What’s that you say? Your New Year’s resolution to be more fit has withered on the vine and your new trainers have become your cat’s favourite napping spot? Has your spine taken on the shape of your car’s seat? Or perhaps you’ve just moved to town and you’re wondering how you’re ever going to make sense of this chaotic city, where it’s possible to go to the shawarma shop and hear five or six languages being spoken, none of which are your own.
I have a suggestion: dust off those trainers, put down your shawarma, and come to Umm Al Emarat Park on Friday afternoons for a walk.
Not just any walk: these late-afternoon walks, which are being held every Friday, are part of the build up to the Special Olympics' Regional Games, which are being held here next month. I didn't know that these walks were being held every Friday, until a work colleague suggested that a group of us go together. I'm guessing I'll be doing more sauntering and chatting than speed-walking, but even a slow walk is better than staying hunched over my laptop and wondering why my shoulders are so stiff.
The Special Olympics, which is now an international event, started humbly: as a summer camp organized in 1957 by Eunice Shriver, sister to John F and Robert Kennedy. She wanted people with intellectual disabilities to have the opportunity to participate in athletic activities, which were often denied to them because they were "disabled" – and thus deemed to be incapable and inadequate. The Special Olympics has grown to become a year-round endeavour that provides training and support to more than five million athletes in more than one hundred countries, and has helped change public opinion about "the disabled", challenging the world to see these people as individuals rather than as types.
The fact that the regional games, to be followed in 2019 by the Special Olympics World Games, are being held in the UAE, represents a significant step forward for our community, if you’ll excuse the pun. Not only will the games generate global goodwill but they will also demonstrate a profound shift in the way the country views disability, from something to be hidden away to something to be regarded with dignity and acceptance.
When I was growing up – in what my children like to call the Dark Ages – it was considered perfectly reasonable to call a person with Down syndrome all sorts of ugly names that only served to create and perpetuate barriers. Eunice Shriver's backyard camps took place well before I was born, but it wasn't until I was in college that those words flipped around to stigmatise those who used them as small-minded and divisive. One of the contributors to that change was the Special Olympics, which became a platform for stories of determination and athletic excellence.
The trajectory of the Special Olympics illustrates to me one way in which positive social change can happen: through the patient efforts of people who refuse to accept the status quo, and who insist that social conventions are not sufficient reason to maintain unjust practices. This change may not have been dramatic; it’s been a slow revolution rather than an overnight barn-burning. But slow change can sometimes create a more permanent shift, with roots that go deep. Who among us now would say that someone with Down syndrome shouldn’t play basketball, or that a person with cerebral palsy shouldn’t take a literature class? The “should nots” have been removed, replaced with “why not”?
True, walking around Umm Al Emarat Park on Friday will not qualify you as an Olympic-level athlete; in fact, you might not even work up a sweat. You will, however, demonstrate your support of the Special Olympics if you lace up those trainers and come walking with us on Friday.

SOURCE MATERIAL

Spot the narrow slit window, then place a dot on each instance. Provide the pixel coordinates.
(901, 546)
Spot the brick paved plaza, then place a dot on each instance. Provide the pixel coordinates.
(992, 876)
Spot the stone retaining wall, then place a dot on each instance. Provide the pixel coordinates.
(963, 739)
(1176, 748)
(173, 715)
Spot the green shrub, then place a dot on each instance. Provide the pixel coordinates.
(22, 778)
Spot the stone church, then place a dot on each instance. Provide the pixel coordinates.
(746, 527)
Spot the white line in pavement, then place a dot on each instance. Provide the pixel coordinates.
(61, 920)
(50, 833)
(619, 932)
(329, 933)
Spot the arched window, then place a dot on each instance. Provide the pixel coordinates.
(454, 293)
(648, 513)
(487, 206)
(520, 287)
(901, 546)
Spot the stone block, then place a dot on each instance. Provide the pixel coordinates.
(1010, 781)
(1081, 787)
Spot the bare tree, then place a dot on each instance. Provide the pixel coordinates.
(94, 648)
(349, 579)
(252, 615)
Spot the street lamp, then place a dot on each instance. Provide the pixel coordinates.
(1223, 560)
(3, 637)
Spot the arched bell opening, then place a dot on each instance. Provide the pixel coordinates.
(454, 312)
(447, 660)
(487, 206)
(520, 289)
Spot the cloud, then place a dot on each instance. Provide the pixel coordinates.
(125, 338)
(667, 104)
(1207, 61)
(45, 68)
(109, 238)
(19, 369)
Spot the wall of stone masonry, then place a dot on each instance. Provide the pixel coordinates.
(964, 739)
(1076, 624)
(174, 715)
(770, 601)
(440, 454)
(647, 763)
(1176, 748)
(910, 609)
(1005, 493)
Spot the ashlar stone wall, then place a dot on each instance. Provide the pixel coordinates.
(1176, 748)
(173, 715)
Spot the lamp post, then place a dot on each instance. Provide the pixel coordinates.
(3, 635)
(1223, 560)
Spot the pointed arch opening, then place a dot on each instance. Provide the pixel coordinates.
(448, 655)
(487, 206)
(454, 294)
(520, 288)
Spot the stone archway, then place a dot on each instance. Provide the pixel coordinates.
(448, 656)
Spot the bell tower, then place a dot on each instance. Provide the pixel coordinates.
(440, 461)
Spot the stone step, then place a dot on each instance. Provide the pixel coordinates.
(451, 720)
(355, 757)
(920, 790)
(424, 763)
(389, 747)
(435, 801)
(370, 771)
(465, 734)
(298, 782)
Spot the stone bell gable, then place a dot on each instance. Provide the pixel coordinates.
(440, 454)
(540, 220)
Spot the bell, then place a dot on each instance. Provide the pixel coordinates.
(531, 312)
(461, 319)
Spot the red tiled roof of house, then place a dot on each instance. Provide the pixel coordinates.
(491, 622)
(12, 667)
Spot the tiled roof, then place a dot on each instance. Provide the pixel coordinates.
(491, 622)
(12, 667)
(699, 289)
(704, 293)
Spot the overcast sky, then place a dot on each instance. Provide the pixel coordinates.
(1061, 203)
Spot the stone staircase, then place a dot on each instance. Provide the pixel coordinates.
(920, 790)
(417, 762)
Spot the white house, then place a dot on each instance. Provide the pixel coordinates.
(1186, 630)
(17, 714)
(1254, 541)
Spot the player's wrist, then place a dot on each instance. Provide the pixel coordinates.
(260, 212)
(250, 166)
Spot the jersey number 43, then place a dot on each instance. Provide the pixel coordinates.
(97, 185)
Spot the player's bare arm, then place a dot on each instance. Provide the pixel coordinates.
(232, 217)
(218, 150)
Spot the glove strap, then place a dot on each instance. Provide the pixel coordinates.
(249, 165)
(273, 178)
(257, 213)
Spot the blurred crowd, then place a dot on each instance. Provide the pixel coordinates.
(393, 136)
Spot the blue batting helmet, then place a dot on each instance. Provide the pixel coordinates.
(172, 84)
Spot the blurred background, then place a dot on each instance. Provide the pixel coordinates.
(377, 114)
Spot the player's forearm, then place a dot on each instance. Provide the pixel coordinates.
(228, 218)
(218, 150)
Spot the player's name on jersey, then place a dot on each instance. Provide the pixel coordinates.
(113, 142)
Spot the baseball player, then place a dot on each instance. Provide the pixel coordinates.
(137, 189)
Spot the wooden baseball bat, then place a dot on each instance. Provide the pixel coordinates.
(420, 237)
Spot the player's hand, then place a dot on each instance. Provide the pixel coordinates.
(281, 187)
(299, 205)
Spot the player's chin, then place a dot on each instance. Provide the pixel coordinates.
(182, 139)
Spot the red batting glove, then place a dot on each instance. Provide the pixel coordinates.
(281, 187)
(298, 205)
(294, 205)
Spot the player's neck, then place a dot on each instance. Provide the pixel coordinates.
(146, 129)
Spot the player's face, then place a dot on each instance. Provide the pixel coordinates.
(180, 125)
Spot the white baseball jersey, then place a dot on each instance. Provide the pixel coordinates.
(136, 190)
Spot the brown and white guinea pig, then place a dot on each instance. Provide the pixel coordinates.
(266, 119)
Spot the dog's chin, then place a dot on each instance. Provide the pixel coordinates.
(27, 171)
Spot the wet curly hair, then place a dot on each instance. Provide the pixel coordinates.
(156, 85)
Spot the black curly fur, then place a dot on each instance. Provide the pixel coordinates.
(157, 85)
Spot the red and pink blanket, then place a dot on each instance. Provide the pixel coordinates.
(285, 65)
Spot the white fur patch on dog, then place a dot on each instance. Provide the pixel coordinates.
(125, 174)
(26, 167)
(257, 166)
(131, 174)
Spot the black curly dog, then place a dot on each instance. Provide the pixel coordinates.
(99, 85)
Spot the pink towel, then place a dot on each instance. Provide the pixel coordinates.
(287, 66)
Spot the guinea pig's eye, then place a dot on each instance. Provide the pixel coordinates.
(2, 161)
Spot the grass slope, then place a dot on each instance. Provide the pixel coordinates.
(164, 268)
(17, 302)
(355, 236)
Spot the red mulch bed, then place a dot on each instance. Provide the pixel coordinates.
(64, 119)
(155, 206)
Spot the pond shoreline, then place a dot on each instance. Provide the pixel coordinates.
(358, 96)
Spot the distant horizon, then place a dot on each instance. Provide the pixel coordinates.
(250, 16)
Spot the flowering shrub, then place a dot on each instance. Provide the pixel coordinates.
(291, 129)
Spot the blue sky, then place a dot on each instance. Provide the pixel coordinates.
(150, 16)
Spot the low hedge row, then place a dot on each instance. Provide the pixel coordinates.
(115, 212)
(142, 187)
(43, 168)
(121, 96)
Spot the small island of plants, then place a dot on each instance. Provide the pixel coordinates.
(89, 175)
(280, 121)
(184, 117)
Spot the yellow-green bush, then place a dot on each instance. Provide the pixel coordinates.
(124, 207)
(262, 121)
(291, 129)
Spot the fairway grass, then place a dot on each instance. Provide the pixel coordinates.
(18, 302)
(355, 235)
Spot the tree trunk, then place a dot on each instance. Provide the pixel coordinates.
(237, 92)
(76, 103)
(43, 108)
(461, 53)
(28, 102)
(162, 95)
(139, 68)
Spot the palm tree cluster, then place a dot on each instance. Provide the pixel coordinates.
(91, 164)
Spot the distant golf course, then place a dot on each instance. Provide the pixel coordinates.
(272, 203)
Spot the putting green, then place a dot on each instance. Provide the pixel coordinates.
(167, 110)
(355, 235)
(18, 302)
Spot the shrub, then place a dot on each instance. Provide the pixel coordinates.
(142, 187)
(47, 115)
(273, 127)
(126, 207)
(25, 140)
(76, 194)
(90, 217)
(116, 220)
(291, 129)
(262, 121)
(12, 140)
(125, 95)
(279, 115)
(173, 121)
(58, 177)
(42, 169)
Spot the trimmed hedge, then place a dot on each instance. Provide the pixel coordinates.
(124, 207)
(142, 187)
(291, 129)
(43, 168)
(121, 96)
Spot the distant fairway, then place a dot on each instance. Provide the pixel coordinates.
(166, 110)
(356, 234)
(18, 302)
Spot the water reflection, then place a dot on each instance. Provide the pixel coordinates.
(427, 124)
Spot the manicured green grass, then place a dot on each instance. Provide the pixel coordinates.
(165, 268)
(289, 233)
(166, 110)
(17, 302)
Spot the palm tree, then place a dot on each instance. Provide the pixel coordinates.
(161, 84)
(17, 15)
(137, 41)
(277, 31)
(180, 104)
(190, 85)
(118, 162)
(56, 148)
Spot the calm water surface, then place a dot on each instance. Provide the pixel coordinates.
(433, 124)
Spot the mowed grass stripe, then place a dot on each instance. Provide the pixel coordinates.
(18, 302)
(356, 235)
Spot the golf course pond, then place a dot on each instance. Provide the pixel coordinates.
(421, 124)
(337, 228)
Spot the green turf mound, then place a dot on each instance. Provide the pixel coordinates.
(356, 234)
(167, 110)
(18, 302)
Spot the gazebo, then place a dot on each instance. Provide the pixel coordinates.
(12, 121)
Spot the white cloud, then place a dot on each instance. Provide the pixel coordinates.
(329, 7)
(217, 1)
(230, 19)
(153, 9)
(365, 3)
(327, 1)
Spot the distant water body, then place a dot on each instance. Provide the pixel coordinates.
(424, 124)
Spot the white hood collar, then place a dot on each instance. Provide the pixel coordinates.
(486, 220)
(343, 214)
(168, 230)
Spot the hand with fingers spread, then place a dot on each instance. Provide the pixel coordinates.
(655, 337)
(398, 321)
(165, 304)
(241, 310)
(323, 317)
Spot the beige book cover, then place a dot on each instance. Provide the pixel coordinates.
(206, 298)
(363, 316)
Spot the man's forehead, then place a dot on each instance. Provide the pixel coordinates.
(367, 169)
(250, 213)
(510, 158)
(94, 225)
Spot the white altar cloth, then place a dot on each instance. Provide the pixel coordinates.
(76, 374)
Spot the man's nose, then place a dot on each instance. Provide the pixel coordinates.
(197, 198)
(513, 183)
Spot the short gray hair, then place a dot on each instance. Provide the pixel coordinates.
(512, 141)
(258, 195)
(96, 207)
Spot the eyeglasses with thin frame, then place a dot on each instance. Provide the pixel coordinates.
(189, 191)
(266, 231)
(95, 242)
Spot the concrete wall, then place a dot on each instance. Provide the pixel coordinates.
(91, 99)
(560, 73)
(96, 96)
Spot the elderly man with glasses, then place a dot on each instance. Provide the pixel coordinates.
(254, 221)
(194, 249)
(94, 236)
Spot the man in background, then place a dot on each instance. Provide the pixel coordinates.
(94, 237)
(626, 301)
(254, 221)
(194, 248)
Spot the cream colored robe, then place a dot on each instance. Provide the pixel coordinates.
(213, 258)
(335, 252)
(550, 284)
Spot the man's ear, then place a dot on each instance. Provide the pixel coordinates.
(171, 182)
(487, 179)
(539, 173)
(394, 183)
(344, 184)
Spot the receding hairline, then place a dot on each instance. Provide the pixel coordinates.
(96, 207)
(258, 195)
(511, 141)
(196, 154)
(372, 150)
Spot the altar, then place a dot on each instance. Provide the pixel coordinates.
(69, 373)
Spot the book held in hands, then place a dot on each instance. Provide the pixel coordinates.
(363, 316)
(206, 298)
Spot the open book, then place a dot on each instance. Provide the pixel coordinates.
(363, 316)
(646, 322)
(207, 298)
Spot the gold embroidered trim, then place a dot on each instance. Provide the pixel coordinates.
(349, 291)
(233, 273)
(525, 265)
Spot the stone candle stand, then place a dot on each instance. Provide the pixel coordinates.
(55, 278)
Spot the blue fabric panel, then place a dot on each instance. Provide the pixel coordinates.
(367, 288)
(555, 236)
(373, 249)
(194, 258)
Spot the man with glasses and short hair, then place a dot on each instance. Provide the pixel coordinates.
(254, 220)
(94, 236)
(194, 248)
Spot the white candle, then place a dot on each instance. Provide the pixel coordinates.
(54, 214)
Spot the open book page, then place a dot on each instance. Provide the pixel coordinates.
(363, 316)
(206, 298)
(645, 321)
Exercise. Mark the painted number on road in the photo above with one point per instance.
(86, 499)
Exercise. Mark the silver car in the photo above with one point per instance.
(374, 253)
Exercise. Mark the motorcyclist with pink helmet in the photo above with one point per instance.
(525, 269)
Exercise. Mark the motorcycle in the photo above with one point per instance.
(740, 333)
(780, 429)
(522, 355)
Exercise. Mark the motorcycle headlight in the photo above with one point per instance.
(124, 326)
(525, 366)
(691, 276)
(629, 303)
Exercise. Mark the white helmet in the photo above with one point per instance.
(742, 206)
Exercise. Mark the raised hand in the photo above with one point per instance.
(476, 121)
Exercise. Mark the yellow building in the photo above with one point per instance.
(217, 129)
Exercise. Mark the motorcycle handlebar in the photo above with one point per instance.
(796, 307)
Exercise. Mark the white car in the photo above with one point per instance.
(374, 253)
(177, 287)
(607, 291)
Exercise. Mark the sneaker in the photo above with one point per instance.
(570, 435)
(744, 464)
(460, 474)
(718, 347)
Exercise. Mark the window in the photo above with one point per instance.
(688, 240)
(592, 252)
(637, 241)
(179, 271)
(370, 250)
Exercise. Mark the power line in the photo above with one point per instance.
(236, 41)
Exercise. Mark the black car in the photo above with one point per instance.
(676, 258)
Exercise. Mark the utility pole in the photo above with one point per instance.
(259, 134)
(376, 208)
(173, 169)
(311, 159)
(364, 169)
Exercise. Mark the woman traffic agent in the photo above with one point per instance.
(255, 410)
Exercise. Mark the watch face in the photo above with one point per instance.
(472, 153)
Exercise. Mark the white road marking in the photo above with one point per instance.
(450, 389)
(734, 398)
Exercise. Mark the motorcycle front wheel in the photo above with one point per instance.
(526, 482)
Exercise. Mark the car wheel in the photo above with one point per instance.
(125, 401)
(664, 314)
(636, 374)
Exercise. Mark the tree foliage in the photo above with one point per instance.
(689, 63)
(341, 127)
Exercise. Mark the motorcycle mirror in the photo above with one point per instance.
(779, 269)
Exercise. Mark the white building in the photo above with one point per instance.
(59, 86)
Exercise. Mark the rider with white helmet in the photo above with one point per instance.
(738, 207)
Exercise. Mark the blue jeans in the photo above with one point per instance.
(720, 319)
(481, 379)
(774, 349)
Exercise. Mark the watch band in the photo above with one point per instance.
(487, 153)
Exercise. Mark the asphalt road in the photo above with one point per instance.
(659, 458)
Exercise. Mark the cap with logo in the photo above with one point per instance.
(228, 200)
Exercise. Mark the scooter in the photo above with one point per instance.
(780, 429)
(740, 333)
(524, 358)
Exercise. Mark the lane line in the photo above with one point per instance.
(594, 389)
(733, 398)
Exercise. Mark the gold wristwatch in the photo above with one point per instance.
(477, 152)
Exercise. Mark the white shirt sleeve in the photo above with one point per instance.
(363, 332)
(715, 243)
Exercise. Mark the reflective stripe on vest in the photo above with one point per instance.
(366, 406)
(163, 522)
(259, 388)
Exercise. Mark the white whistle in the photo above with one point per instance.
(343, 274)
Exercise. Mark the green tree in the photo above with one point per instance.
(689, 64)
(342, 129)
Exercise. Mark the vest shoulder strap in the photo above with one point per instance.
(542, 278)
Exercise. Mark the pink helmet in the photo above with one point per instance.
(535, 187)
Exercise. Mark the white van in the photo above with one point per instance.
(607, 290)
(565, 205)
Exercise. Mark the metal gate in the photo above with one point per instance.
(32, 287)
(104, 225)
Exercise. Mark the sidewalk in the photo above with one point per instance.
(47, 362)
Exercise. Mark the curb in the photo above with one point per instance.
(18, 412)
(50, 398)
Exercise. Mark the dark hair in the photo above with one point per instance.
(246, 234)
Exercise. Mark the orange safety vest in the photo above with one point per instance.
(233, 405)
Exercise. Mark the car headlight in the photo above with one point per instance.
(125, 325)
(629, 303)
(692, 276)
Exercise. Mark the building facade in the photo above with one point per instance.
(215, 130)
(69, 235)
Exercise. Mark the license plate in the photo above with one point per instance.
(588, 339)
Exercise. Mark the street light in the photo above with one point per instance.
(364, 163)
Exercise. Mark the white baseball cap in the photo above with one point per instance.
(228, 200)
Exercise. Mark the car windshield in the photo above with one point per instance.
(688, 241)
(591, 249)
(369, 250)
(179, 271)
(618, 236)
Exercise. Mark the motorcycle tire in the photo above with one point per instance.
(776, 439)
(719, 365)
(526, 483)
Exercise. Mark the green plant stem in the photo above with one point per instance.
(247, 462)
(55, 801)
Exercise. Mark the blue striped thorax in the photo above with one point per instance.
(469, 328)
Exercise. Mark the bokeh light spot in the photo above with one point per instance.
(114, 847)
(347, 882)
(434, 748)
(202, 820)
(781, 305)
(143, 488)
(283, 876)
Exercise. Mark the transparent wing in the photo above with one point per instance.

YOUR OBJECTIVE
Could you reproduce the piece on the Special Olympics walks word for word, from "When I was growing" up to and including "and athletic excellence."?

SOLUTION FOR THIS PROBLEM
When I was growing up – in what my children like to call the Dark Ages – it was considered perfectly reasonable to call a person with Down syndrome all sorts of ugly names that only served to create and perpetuate barriers. Eunice Shriver's backyard camps took place well before I was born, but it wasn't until I was in college that those words flipped around to stigmatise those who used them as small-minded and divisive. One of the contributors to that change was the Special Olympics, which became a platform for stories of determination and athletic excellence.